- **STATED GOAL**
Copy the listing below word for word, leaving out the pictures.

- **Dataset records**
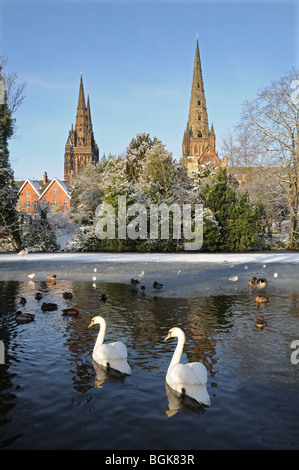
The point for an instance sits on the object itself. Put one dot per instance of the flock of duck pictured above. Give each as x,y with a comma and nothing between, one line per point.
185,379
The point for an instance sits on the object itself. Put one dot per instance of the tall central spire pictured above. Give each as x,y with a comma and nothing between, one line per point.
198,116
81,148
199,141
81,117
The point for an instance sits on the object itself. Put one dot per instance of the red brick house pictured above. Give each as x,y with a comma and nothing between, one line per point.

- **FULL RESPONSE**
The point for an instance sits on the object itself. Put one dot per instance of the flock of duck pictured above. Give each as x,y with a comma and nothing between, one line per point.
185,379
The point for an instance sits on the object itself. Put one dot per instance of the tall central spire pictured above. Give each as x,y with a comma and nothing between, one line per point.
198,116
81,148
199,141
81,117
The point for an instance sits on the object itself. Put one dot per instance of the red brick house pictured above. Give each as x,y with a comma and nothing between, one line per point.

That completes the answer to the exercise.